(Source records)
------------------------------------------------------------------------

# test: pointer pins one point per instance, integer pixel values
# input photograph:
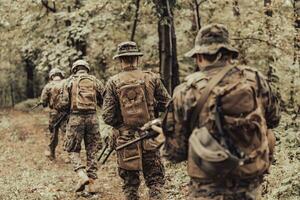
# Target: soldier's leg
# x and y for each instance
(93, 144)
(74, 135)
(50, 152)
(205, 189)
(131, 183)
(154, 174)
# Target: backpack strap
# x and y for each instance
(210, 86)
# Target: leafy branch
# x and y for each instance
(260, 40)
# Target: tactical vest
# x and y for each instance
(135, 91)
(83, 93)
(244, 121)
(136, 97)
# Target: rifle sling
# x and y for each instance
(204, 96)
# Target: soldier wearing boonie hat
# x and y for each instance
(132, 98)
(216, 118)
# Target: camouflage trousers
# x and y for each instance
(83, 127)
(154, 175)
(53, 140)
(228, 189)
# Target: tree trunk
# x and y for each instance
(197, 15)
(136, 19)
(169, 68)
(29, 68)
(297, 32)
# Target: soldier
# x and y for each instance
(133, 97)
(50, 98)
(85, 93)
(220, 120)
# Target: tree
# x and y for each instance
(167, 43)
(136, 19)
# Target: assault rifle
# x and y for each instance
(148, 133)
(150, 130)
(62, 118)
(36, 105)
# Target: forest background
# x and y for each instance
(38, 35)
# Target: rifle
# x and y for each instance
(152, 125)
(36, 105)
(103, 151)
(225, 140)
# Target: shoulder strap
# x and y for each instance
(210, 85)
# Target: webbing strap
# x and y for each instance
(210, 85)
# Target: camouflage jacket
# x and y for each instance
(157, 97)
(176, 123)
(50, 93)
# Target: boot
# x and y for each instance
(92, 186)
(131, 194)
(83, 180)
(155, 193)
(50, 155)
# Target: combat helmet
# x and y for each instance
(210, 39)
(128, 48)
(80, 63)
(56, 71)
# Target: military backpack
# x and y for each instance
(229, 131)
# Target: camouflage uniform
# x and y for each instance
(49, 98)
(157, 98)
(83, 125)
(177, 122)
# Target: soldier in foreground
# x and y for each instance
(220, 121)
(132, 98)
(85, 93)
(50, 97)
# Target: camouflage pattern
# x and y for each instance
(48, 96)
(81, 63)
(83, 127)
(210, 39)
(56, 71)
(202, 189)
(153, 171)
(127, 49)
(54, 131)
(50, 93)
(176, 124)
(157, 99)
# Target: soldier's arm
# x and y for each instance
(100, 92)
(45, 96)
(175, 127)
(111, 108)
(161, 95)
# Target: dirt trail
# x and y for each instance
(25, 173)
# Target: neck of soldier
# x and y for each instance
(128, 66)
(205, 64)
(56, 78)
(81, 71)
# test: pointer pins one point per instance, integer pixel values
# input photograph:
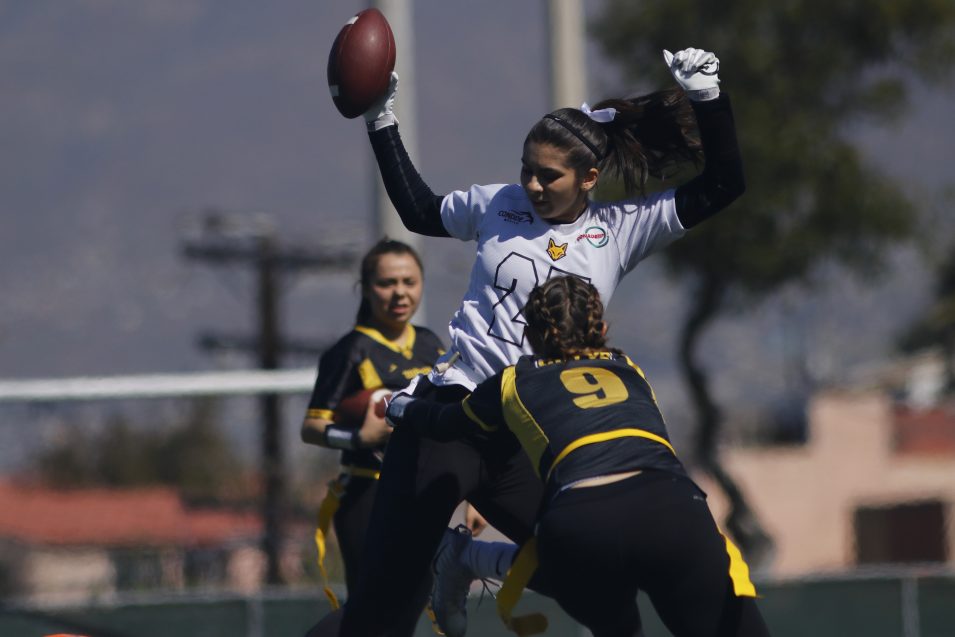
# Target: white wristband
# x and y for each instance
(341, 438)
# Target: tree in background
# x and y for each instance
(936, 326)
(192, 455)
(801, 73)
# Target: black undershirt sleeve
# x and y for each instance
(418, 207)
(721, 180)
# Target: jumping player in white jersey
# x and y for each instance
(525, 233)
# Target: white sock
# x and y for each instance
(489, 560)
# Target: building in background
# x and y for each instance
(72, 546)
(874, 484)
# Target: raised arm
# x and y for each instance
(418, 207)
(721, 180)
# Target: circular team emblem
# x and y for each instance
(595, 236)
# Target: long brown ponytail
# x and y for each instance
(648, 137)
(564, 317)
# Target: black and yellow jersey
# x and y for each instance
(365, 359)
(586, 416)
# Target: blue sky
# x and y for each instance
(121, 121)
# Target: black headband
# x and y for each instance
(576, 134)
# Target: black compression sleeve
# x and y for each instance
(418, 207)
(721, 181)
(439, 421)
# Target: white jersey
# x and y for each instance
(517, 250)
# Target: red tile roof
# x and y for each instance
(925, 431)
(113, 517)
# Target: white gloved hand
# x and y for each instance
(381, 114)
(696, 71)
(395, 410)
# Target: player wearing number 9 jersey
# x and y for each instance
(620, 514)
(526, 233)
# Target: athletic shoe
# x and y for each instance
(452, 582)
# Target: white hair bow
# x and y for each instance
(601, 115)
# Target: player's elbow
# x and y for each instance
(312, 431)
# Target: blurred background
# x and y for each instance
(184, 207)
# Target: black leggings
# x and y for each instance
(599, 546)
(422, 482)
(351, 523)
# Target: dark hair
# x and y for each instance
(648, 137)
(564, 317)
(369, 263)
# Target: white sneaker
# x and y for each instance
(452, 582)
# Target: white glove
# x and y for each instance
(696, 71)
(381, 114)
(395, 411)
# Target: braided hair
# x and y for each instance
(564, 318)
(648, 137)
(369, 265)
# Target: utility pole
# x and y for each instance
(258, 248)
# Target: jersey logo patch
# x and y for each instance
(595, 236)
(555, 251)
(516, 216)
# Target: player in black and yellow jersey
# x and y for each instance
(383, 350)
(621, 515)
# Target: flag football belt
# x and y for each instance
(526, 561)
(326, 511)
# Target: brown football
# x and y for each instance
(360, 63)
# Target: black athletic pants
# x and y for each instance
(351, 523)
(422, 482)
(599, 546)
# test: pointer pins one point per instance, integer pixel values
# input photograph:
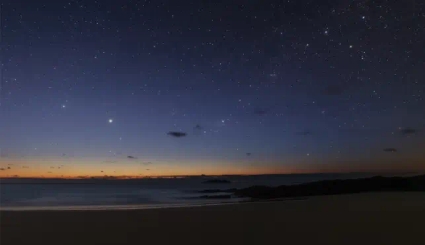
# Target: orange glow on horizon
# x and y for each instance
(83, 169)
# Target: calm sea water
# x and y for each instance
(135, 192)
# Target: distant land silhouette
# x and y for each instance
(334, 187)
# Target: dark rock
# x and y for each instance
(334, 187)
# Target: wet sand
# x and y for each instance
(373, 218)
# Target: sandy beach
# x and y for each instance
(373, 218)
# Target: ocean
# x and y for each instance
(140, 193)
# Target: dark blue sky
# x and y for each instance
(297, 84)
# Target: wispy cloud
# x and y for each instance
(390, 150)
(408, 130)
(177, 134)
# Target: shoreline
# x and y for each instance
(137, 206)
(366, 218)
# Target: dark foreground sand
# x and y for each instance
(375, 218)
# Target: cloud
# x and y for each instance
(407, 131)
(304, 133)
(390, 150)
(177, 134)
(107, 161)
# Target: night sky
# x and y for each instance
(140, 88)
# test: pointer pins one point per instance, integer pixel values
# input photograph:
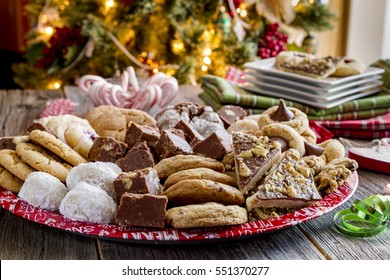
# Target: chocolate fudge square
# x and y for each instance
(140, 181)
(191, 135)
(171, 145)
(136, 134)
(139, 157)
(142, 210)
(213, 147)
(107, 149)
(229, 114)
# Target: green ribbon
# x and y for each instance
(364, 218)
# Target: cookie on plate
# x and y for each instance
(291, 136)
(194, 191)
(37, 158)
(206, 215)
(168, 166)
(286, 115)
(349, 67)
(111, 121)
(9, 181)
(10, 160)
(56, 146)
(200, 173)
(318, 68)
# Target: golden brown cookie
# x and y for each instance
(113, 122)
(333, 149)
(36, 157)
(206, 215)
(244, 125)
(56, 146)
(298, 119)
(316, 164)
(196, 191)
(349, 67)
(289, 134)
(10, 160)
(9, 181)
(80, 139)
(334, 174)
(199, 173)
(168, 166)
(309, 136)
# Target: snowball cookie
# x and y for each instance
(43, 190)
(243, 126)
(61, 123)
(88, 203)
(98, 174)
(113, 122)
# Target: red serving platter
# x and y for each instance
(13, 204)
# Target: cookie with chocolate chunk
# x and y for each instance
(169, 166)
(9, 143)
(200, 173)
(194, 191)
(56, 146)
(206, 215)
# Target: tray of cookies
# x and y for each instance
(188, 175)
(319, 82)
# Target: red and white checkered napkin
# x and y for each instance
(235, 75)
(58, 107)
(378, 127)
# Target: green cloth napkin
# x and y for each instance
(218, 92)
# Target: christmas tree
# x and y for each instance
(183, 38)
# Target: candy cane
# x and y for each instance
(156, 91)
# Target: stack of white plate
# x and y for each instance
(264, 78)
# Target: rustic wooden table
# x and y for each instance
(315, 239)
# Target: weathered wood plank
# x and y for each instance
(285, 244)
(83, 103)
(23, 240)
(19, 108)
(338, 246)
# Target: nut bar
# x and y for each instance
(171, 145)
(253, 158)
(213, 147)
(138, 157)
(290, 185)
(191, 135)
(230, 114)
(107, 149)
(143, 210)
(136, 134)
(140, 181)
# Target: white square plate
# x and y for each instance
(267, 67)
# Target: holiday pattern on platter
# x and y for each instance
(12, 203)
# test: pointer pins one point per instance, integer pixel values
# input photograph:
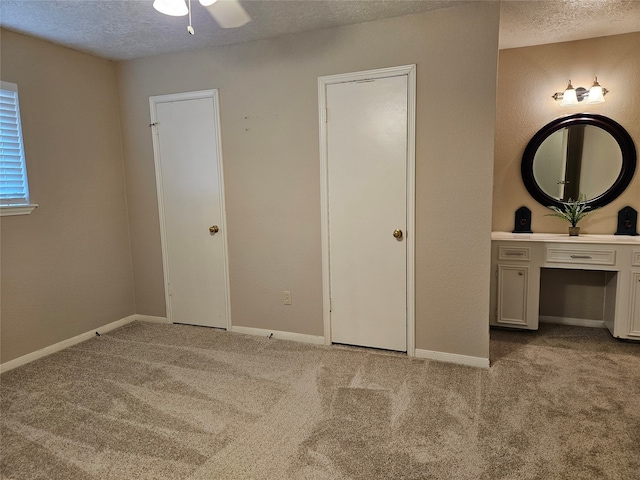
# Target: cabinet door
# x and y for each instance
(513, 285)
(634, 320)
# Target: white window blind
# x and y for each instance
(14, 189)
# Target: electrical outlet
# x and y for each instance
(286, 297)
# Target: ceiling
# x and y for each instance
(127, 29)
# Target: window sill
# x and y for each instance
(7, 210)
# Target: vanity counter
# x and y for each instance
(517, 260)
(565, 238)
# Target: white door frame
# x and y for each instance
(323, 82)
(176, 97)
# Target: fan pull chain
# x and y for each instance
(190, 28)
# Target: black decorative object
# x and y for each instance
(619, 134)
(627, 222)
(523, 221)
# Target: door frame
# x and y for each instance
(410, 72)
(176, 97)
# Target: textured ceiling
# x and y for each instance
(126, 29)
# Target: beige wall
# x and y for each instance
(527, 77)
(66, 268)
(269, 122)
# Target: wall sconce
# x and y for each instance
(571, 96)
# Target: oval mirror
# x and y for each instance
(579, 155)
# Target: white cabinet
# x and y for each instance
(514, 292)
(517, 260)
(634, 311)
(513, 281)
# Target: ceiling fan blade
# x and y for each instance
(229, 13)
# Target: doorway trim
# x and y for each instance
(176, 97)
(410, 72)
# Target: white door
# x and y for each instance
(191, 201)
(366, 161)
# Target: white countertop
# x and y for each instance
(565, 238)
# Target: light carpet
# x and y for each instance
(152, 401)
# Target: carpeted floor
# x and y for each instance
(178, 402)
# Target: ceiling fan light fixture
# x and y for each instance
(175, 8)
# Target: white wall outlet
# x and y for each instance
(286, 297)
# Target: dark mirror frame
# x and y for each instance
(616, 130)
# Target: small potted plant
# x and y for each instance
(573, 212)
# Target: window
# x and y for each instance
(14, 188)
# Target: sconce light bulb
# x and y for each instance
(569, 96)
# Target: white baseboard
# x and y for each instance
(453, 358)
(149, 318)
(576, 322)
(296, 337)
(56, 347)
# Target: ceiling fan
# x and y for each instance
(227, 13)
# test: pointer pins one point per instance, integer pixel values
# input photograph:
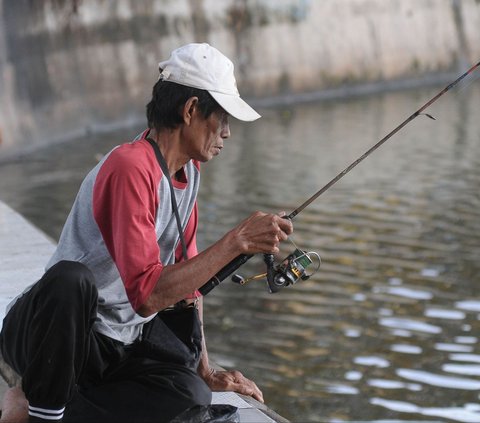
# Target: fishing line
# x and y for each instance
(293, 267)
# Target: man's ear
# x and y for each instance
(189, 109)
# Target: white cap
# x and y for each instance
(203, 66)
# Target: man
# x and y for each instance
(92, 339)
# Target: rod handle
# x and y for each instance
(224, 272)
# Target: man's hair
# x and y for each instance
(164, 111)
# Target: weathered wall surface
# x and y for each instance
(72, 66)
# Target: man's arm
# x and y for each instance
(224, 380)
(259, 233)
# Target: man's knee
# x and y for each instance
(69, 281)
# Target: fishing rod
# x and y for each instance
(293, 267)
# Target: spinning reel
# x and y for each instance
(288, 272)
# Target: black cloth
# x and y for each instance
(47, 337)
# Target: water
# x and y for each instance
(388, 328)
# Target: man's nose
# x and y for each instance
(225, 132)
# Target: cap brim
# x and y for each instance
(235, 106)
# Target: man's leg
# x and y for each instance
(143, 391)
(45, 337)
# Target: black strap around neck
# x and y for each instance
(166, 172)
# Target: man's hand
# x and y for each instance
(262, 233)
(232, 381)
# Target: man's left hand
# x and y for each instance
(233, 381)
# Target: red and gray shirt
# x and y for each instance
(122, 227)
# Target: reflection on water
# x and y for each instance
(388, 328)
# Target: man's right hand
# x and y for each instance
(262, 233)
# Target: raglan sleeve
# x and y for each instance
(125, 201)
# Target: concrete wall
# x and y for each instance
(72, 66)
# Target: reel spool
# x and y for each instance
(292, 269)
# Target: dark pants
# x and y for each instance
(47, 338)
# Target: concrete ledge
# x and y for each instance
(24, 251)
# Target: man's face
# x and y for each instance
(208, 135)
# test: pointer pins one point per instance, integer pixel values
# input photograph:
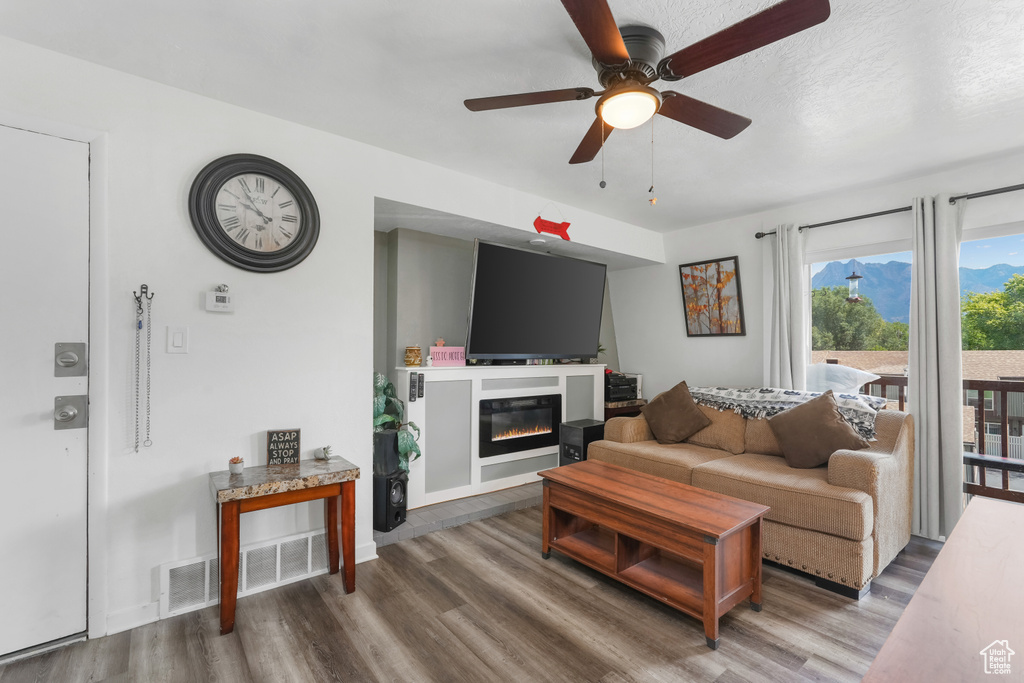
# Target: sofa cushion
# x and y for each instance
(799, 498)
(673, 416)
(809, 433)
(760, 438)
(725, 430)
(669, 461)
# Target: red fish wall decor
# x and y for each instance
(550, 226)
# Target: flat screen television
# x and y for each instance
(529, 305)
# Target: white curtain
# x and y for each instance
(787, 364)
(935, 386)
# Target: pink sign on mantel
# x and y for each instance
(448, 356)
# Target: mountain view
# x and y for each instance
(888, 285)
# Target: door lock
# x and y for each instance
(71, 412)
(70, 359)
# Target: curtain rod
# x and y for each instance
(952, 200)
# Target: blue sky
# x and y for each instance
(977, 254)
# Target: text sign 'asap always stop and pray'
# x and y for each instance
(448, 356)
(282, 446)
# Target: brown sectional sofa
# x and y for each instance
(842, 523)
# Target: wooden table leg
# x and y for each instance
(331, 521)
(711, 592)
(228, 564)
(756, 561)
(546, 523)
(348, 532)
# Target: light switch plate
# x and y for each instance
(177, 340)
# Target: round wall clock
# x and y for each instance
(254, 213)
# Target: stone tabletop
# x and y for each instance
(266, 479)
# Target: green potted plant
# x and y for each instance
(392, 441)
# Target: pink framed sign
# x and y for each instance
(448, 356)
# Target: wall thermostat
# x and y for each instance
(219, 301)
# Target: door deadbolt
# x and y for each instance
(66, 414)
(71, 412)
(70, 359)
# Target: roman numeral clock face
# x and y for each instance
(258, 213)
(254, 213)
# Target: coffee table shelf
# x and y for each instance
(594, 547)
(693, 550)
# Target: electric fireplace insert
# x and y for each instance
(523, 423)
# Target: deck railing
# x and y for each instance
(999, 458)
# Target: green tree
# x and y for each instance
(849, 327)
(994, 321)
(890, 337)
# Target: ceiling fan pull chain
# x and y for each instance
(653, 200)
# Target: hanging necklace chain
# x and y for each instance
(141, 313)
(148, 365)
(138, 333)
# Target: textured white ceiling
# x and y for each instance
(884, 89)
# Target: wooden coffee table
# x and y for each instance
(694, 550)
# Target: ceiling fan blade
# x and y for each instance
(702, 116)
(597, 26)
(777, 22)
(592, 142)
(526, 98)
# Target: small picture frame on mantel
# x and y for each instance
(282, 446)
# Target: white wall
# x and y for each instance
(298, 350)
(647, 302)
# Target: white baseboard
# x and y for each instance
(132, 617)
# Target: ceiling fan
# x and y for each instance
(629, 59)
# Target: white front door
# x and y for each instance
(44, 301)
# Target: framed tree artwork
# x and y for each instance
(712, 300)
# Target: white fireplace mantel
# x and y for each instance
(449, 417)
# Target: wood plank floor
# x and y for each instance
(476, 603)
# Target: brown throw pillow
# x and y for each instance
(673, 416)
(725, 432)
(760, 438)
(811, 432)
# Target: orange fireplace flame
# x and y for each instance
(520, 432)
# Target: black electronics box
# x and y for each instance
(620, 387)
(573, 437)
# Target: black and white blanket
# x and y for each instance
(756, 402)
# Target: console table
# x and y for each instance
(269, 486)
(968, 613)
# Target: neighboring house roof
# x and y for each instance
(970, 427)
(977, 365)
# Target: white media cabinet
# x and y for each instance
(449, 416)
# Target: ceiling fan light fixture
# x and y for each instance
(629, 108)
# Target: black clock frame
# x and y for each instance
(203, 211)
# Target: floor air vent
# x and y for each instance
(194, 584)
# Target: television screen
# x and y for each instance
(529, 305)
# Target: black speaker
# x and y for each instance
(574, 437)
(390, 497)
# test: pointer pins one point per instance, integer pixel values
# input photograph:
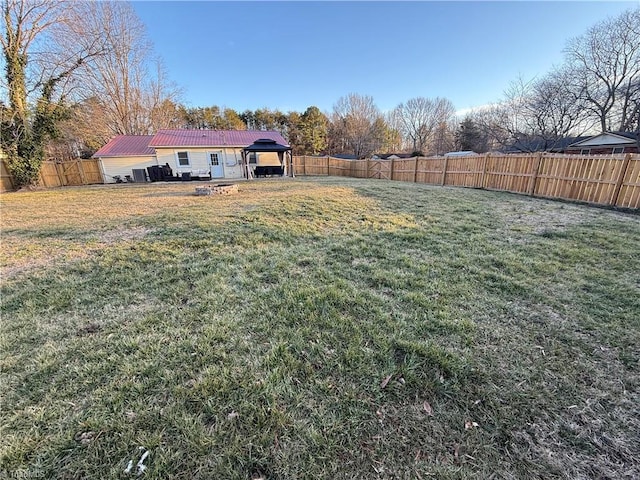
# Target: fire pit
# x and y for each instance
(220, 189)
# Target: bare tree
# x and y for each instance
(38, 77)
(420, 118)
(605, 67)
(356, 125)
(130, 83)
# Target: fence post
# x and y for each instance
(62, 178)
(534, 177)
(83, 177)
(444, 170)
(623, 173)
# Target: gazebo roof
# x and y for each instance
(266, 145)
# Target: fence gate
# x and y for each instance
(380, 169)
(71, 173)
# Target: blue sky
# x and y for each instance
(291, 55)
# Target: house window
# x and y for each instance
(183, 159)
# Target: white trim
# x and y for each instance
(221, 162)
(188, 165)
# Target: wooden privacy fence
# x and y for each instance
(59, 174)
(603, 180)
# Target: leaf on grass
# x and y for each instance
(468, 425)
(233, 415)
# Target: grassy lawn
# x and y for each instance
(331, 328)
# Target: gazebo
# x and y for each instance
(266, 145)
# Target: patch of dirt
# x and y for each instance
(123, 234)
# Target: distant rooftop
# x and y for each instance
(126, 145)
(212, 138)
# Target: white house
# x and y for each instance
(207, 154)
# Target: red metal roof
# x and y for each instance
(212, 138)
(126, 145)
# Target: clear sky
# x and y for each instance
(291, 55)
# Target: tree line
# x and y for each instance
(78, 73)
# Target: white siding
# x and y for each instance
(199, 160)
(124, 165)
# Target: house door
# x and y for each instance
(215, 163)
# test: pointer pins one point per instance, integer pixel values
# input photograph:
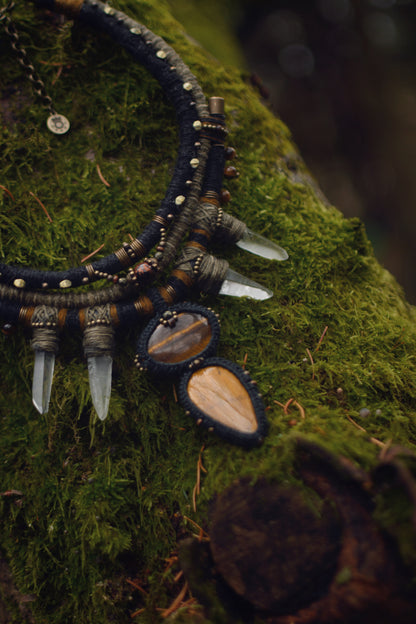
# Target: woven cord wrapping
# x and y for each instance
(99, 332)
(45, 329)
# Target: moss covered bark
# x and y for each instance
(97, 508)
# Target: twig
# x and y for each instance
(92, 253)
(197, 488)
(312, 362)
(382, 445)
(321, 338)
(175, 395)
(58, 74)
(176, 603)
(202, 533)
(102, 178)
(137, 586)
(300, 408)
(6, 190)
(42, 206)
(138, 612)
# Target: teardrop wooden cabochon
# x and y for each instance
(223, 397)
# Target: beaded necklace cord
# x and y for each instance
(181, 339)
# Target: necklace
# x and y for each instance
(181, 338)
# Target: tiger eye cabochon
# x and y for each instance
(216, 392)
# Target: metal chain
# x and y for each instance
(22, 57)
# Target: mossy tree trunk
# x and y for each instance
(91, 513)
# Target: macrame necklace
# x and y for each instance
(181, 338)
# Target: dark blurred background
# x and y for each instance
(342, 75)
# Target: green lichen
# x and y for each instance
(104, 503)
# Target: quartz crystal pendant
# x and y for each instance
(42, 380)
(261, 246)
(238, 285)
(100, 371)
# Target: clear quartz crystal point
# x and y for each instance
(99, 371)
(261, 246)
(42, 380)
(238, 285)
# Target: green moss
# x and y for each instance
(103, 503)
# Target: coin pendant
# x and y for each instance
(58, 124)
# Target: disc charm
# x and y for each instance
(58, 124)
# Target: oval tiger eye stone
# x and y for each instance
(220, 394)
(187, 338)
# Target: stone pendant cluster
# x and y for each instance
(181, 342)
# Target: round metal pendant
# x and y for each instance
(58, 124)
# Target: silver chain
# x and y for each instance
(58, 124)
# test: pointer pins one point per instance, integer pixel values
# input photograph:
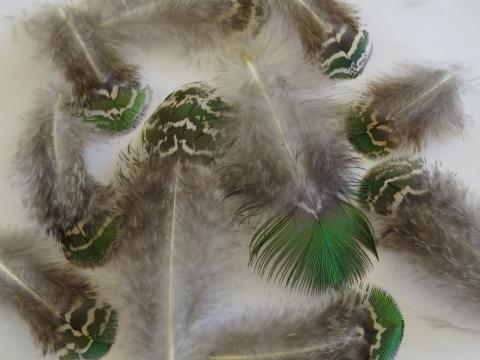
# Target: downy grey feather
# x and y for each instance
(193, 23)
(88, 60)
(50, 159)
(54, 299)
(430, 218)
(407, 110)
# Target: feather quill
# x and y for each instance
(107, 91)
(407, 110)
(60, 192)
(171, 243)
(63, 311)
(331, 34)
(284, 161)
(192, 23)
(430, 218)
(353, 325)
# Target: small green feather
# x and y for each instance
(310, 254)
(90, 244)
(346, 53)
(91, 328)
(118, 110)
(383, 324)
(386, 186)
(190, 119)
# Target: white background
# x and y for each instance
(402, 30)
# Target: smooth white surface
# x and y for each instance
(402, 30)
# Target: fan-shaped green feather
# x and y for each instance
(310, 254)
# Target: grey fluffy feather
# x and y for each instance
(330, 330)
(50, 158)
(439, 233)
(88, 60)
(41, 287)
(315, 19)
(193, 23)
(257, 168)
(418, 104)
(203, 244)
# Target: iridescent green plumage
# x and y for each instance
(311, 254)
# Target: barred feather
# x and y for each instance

------------------------------------------------------------------------

Reproduce word for word only the lines between the line containing "# Target: metal chain" and the end of the listing above, both included, and drop any pictures.

# Target: metal chain
# x and y for each instance
(22, 57)
# Target: mossy tree trunk
# x and y for each instance
(91, 513)
# Target: macrame necklace
# x and y for each instance
(181, 338)
# Target: dark blurred background
# x and y for each instance
(342, 75)
# Target: green lichen
# x and y for each instance
(104, 503)
# Target: quartz crystal pendant
# x and y for each instance
(42, 380)
(261, 246)
(238, 285)
(100, 371)
# Target: clear quartz crystal point
# x and y for each instance
(99, 371)
(261, 246)
(42, 380)
(238, 285)
# Target: green moss
# x and y for each instance
(103, 503)
# Target: coin pendant
# x and y for each instance
(58, 124)
# Target: disc charm
# x and y for each instance
(58, 124)
# Target: oval tiger eye stone
# x and y for each instance
(220, 394)
(187, 338)
# Target: stone pendant cluster
# x and y for each instance
(181, 342)
# Target: round metal pendant
# x and y for each instance
(58, 124)
# Target: silver chain
# x and y for each instance
(58, 124)
# test: pointer pins one point per instance, integer pixel values
# input photograph:
# Target: downy grey feather
# x and y for each instance
(193, 23)
(88, 60)
(50, 159)
(54, 299)
(430, 218)
(407, 110)
# Target: feather quill
# x and y for each instance
(107, 91)
(407, 110)
(60, 192)
(171, 243)
(63, 311)
(331, 34)
(284, 161)
(192, 23)
(430, 218)
(353, 325)
# Target: small green feather
# x and y for each instance
(310, 254)
(90, 244)
(346, 53)
(91, 328)
(118, 110)
(383, 324)
(386, 186)
(190, 119)
# Target: white background
# x and y for each instance
(402, 30)
# Target: smooth white surface
# x and y for each instance
(402, 30)
# Target: fan-shaped green feather
# x and y for each instance
(310, 254)
# Target: grey fluffy feather
# x and y for each instance
(330, 330)
(50, 158)
(439, 233)
(88, 60)
(41, 287)
(315, 19)
(193, 23)
(257, 168)
(418, 104)
(203, 244)
# Target: iridescent green plumage
# x and y for each instance
(311, 254)
# Target: barred feather
# x and y for each instance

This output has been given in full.